_従うべき指示_
「Could you please」を含む行から「The outlines would」を含む行まで、両端の行を含むすべてを番号付きリストとして書き直してください。空行は除いてください。

_入力データ_

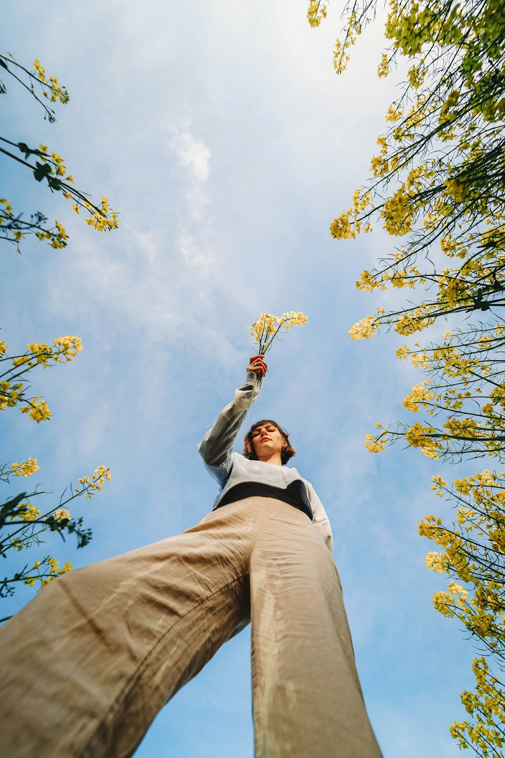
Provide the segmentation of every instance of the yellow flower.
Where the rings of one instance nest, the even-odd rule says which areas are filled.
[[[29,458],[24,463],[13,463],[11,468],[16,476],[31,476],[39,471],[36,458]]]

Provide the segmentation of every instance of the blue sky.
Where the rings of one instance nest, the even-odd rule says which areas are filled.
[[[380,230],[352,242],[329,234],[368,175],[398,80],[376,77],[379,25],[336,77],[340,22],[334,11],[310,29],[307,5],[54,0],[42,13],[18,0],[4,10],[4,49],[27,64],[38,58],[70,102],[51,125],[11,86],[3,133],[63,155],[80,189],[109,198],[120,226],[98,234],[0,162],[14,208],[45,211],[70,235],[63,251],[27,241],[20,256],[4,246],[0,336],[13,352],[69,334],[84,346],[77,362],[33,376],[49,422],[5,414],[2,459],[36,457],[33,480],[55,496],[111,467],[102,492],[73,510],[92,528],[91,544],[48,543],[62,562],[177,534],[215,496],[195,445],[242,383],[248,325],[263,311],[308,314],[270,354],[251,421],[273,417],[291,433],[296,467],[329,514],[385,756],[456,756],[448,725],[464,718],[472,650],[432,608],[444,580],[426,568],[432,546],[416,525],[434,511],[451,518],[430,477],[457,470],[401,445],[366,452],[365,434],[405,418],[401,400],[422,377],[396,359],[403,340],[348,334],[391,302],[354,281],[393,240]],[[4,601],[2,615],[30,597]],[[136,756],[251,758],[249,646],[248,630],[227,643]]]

==

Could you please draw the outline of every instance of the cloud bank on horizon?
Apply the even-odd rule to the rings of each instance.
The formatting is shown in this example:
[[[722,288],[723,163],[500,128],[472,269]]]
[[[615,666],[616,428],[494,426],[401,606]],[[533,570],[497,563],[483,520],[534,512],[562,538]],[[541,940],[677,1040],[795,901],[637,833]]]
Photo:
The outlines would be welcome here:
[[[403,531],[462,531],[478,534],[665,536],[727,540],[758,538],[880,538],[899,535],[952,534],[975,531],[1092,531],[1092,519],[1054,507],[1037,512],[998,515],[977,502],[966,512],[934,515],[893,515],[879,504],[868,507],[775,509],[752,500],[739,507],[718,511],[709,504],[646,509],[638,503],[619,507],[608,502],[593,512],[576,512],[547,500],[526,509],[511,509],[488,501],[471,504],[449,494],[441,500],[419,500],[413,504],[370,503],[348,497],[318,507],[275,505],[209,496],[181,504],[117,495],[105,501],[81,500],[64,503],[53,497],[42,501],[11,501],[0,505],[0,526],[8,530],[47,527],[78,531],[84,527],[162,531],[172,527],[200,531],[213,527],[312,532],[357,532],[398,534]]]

_解答_
1. Could you please draw the outline of every instance of the cloud bank on horizon?
2. Apply the even-odd rule to the rings of each instance.
3. The formatting is shown in this example:
4. [[[722,288],[723,163],[500,128],[472,269]]]
5. [[[615,666],[616,428],[494,426],[401,606]],[[533,570],[497,563],[483,520],[534,512],[562,538]],[[541,940],[677,1040],[795,901],[637,833]]]
6. Photo:
7. The outlines would be welcome here:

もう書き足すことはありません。